▶ _Data section_:

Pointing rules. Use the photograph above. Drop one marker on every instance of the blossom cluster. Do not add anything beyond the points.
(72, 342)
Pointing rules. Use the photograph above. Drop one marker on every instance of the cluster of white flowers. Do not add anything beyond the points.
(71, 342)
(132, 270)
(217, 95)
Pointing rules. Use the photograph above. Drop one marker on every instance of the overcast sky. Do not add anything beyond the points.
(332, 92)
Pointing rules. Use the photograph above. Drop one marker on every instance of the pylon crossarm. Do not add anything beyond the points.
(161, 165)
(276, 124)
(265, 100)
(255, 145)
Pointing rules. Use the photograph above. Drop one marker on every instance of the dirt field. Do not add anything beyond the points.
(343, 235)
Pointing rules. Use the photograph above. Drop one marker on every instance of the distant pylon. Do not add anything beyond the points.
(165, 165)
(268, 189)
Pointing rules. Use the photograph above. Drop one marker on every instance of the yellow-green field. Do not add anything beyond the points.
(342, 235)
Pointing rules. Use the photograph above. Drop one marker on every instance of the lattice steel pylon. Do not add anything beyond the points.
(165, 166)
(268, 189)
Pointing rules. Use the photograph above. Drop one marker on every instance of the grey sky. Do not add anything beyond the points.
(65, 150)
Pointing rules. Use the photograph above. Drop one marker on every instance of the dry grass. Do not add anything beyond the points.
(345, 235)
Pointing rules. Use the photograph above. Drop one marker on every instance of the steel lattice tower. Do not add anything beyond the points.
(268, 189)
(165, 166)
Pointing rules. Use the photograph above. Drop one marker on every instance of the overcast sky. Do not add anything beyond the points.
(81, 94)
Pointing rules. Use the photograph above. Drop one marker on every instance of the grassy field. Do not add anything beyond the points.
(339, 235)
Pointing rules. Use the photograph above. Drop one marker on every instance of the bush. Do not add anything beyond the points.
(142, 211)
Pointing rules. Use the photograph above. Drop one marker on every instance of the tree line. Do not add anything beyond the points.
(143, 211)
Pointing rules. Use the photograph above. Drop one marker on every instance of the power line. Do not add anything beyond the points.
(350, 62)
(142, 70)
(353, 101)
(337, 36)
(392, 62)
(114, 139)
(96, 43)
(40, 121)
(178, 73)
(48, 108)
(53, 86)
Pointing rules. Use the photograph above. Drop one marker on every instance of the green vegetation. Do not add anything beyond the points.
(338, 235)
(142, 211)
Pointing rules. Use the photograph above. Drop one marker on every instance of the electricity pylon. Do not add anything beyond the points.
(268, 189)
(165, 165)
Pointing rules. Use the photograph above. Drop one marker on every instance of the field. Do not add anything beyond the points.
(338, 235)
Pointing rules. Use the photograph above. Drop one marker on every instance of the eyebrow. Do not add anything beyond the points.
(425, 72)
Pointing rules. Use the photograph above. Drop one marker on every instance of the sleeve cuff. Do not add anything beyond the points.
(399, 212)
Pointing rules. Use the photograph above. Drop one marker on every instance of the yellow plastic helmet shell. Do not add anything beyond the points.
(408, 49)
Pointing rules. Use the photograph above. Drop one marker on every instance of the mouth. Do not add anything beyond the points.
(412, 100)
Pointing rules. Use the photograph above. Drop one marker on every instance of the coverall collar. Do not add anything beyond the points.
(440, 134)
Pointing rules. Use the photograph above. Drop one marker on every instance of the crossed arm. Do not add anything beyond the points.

▶ _Exercise details_:
Reproduce the records exactly, keeping every line.

▶ _Response box_:
Pointing rules. Use the photograph above. Drop one marker on every instance of the blossom cluster. Do not add anything beyond the points.
(72, 342)
Pointing rules. Use the photograph above. Drop one marker on every instance of the cluster of white flowers. Do not add anything beyond the points.
(71, 342)
(132, 270)
(217, 95)
Pointing rules. Use the photograph above. Drop one marker on every instance of the overcast sky. Do not add anything beyond the points.
(332, 92)
Pointing rules. Use the photograph above. Drop one marker on every instance of the pylon crossarm. Do not add anything beyond the points.
(161, 165)
(276, 124)
(265, 100)
(255, 145)
Pointing rules. Use the photograph above. Drop one marker on every instance of the dirt field. Do not add anything beyond the points.
(343, 235)
Pointing rules. Use the photograph above. Drop one marker on every instance of the distant pylon. Do not add anything beyond the points.
(165, 165)
(268, 189)
Pointing rules. Use the photograph above. Drop one marker on every instance of the yellow-green field. Do not add anything beyond the points.
(342, 235)
Pointing rules. Use the photograph above. Drop one marker on every instance of the lattice steel pylon. Do not add anything beyond the points.
(165, 166)
(268, 189)
Pointing rules. Use the photograph above. Drop one marker on every instance of the grey sky. Do not add anything beyond the points.
(65, 150)
Pointing rules. Use the photograph above. Drop one marker on every instance of the dry grass. Do not add anything beyond the points.
(345, 235)
Pointing rules. Use the photograph above. Drop one marker on every instance of the steel lattice tower. Do not add anything beyond the points.
(268, 189)
(165, 166)
Pointing rules. Use the photograph above. Drop one marker on every instance of the overcast sky. Do not add anything beyond the points.
(81, 94)
Pointing rules. Use the photograph above. Drop one marker on every instance of the grassy field. Do not add anything beyond the points.
(339, 235)
Pointing rules. Use the photograph above. Drop one marker on every instance of the bush. Do not add anything beyond the points.
(142, 211)
Pointing rules. Use the photograph above. Drop one marker on every instance of the tree line. Do not add anything beyond the points.
(143, 211)
Pointing rules. Use the photograph above. Drop one marker on every instance of the power line. Do not add anything beyond the points.
(350, 62)
(142, 70)
(353, 101)
(337, 36)
(392, 62)
(114, 139)
(96, 43)
(40, 121)
(178, 73)
(48, 108)
(53, 86)
Pointing rules. Use the photograph above. Drop one marker on every instance of the green vegetation. Do not add anything beyond the points.
(338, 235)
(142, 211)
Pointing rules. Use the photograph above. Drop one marker on every instance of the electricity pylon. Do not add anything beyond the points.
(268, 189)
(165, 165)
Pointing rules. Use the photograph above. Drop one marker on every instance of the field. Do not add anything beyond the points.
(338, 235)
Pointing rules. Use the photograph above. Drop one marker on every instance of the eyebrow. Do not add anything beyond the points.
(425, 72)
Pointing rules. Use the photograph above. Drop one marker on every instance of the sleeve cuff. Do not add anything beyond the points.
(399, 212)
Pointing rules. Use the photograph above. Drop one marker on every instance of the yellow plastic helmet shell. Do not add anything beyond the points.
(408, 49)
Pointing rules. Use the photograph above. Drop one marker on every instance of the mouth. Do not add anything beyond the points.
(412, 100)
Pointing rules. Use the photograph above. Drop one marker on every instance of the coverall collar. Do not add anything beyond the points.
(440, 134)
Pointing rules. Use the photograph above. Drop one marker on every instance of the crossed arm. Do not add anything beyond the points.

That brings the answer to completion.